Ausgewählter Textauszug:
########

Die Zukunft der Pflege ist bundesweit eine der großen Herausforderungen für Gesellschaft und Politik. Die Covid-19-Pandemie hat uns mehr als deutlich gezeigt, wie systemrelevant Pflegeberufe für unsere Gesellschaft sind. Eine Studie der Universität Bremen zeigt, dass die Sterblichkeit bei Pflegebedürftigen signifikant höher ist, als in der Gesamtbevölkerung. Die Pflegebedürftigen zählen zur Risikogruppe, sodass die Pandemie sowohl für sie aber auch für das Pflegepersonal eine Zeit mit noch größeren Herausforderungen und Belastungen darstellt. Das Thema Pflege ist bereits im bremischen Koalitionsvertrag verankert.

Im Gesundheitsreport der Techniker Krankenkasse (TK) wird deutlich, dass die Tätigkeiten in der Pflege Körper und Psyche belasten und Pflegekräfte in Bremen überdurchschnittlich lange krank sind. Die TK fordert, die Pandemie als Chance für Pflegeberufe, Pflegebedürftige und pflegende Angehörige wahrzunehmen und den Herausforderungen des demographischen Wandels und des Mangels an Pflegefachkräften entgegenzuwirken. Die TK sieht folgende konkrete Handlungsfelder für Bremen und Bremerhaven:

Attraktivität des Berufsbildes Pflege stärken und das Beschäftigungspotenzial sichern

Pflegekräfte in der Kranken- und Altenpflege bilden im Bundesland Bremen die größte Berufsgruppe im Gesundheitswesen. Die Covid-19-Pandemie zeigt, wie notwendig diese Berufe für unser gesamtgesellschaftliches Wohl sind. Aus Sicht der TK muss diese Zeit als Chance für eine Stärkung des Berufsbildes in der Öffentlichkeit wahrgenommen werden, denn der demographische Wandel fordert gut ausgebildete und motivierte Pflegekräfte in der Kranken- und Altenpflege.

Die Bremer Pflegeinitiative, ein Bündnis aus Vertretern von Politik, Verbänden und Unternehmen, hat es sich zum Ziel gemacht, dem Fachkräftemangel in der Pflege entgegenzuwirken. Die Initiative setzt sich gemeinschaftlich dafür ein, die Pflegelandschaft in Bremen bedarfsgerecht weiterzuentwickeln. In der Vereinbarung sind zentrale Ziele definiert, die die Attraktivität der Pflegeberufe steigern sollen. Die TK begrüßt die Initiative und fordert weitere Maßnahmen, um das Beschäftigungspotenzial in der Pflege zu sichern.

Die TK schlägt vor, dass notwendige Weichenstellungen bei den heute Pflegenden beginnen sollten. Tarifverträge müssen flächendeckend umgesetzt werden, um mindestens eine Vergütung nach Tarif für alle Pflegefachkräfte zu gewährleisten. Die TK fordert konkurrenzfähige Pflegelöhne, die den Anreiz zur Weiterbildung erhöhen und die Qualität der pflegerischen Versorgung stärken.

########

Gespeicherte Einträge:

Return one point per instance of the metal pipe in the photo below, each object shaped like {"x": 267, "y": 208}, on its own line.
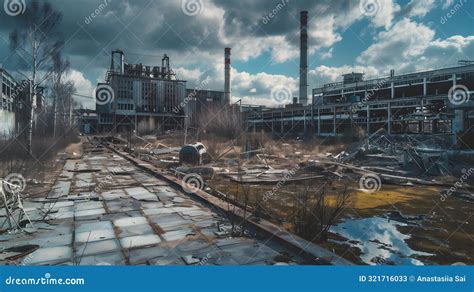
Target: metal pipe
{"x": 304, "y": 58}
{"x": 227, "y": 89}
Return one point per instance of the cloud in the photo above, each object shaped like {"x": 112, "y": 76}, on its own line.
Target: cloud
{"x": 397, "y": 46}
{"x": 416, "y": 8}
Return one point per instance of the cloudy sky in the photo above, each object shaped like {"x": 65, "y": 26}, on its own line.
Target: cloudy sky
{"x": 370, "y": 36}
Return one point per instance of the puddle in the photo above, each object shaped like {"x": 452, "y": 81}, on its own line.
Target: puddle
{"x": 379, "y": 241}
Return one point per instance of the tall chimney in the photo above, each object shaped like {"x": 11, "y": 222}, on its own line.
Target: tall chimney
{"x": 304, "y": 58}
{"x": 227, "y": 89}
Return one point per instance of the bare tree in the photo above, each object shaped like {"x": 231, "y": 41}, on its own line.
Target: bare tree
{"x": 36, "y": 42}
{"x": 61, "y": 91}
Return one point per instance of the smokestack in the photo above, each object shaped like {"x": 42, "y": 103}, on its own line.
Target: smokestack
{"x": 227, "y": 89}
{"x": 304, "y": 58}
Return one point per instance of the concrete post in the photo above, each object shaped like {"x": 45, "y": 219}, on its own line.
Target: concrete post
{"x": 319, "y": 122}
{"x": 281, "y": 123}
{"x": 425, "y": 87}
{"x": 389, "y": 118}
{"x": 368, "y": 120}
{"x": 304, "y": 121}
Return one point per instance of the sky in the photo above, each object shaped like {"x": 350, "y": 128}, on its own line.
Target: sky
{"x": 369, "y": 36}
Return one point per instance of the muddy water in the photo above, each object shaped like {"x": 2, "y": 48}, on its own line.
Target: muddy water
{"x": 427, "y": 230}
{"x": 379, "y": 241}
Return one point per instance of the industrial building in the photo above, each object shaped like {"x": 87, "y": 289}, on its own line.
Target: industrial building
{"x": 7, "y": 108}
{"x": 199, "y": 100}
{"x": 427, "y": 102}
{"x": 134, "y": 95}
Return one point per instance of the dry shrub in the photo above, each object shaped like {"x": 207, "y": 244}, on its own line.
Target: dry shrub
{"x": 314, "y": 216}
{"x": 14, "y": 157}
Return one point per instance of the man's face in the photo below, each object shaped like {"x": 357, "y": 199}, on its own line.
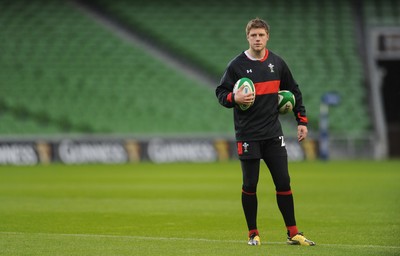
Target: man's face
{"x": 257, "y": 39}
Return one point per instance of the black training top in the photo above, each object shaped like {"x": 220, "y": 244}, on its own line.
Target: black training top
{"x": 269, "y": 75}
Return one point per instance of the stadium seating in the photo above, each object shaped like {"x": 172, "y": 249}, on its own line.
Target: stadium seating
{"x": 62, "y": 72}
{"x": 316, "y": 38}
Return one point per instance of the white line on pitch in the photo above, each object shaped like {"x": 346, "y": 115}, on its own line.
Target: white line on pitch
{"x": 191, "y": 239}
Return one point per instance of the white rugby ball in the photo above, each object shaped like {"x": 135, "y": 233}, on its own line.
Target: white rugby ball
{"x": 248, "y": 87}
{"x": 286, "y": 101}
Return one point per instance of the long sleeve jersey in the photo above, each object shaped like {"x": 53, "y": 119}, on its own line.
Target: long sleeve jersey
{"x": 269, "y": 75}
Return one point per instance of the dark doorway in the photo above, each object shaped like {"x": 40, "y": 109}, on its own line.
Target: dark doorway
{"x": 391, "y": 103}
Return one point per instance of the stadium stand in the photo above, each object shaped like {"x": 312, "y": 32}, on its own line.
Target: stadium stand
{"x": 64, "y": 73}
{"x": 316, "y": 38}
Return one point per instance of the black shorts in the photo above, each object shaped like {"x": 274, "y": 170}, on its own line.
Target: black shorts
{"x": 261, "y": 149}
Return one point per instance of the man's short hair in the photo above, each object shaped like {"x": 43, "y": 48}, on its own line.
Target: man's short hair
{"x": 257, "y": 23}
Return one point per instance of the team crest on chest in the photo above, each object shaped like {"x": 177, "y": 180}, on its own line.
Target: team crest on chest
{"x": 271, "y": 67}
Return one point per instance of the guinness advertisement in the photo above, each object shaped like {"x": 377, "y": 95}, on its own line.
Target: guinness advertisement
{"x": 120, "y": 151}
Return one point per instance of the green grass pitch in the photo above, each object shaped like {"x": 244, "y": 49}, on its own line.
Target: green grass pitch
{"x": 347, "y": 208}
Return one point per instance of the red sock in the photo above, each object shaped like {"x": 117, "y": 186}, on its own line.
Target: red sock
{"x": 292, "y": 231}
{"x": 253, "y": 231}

########

Aufgaben im Überblick:
1) Schreiben Sie aus dem Text zur Pflege in Bremen den Abschnitt ab, der mit den Worten „Die Zukunft der“ beginnt und mit „bremischen Koalitionsvertrag verankert.“ endet.
2) Beantworten Sie anhand des Textes zur Pflege in Bremen:
(a) Welche Universität hat die Studie zur Sterblichkeit bei Pflegebedürftigen durchgeführt?
(b) Welche Berufsgruppe ist im Bundesland Bremen die größte im Gesundheitswesen?
(c) Aus Vertretern welcher Bereiche besteht die Bremer Pflegeinitiative?
3) Wie könnte der Text zur Pflege in Bremen weitergehen? Führen Sie ihn im Anschluss an seinen letzten Satz fort.
Die Datensätze stammen aus einer anderen Quelle als der Text.

Lösungen nach Nummern:
1)
Die Zukunft der Pflege ist bundesweit eine der großen Herausforderungen für Gesellschaft und Politik. Die Covid-19-Pandemie hat uns mehr als deutlich gezeigt, wie systemrelevant Pflegeberufe für unsere Gesellschaft sind. Eine Studie der Universität Bremen zeigt, dass die Sterblichkeit bei Pflegebedürftigen signifikant höher ist, als in der Gesamtbevölkerung. Die Pflegebedürftigen zählen zur Risikogruppe, sodass die Pandemie sowohl für sie aber auch für das Pflegepersonal eine Zeit mit noch größeren Herausforderungen und Belastungen darstellt. Das Thema Pflege ist bereits im bremischen Koalitionsvertrag verankert.

2)
(a) Die Universität Bremen.
(b) Die Pflegekräfte in der Kranken- und Altenpflege.
(c) Aus Vertretern von Politik, Verbänden und Unternehmen.

3)
Allein eine bessere Vergütung wird das Berufsbild allerdings nicht stärken können, wenn sich nicht zugleich konkrete Arbeitsbedingungen verbessern. Die TK fordert eine moderne Arbeitsorganisation, die mit flexiblen Arbeitszeiten und variablen Tätigkeitsinhalten den jeweiligen Lebensphasen der Pflegenden gerecht wird. Unterstützend hierzu sollte jede Einrichtung konkrete Maßnahmen zur Gesundheitsförderung und Prävention für die Pflegenden und Pflegebedürftigen vorsehen. Die TK engagiert sich unter anderem dabei im Rahmen ihres Modellprojekts PROCARE an mehreren Standorten in Bremen.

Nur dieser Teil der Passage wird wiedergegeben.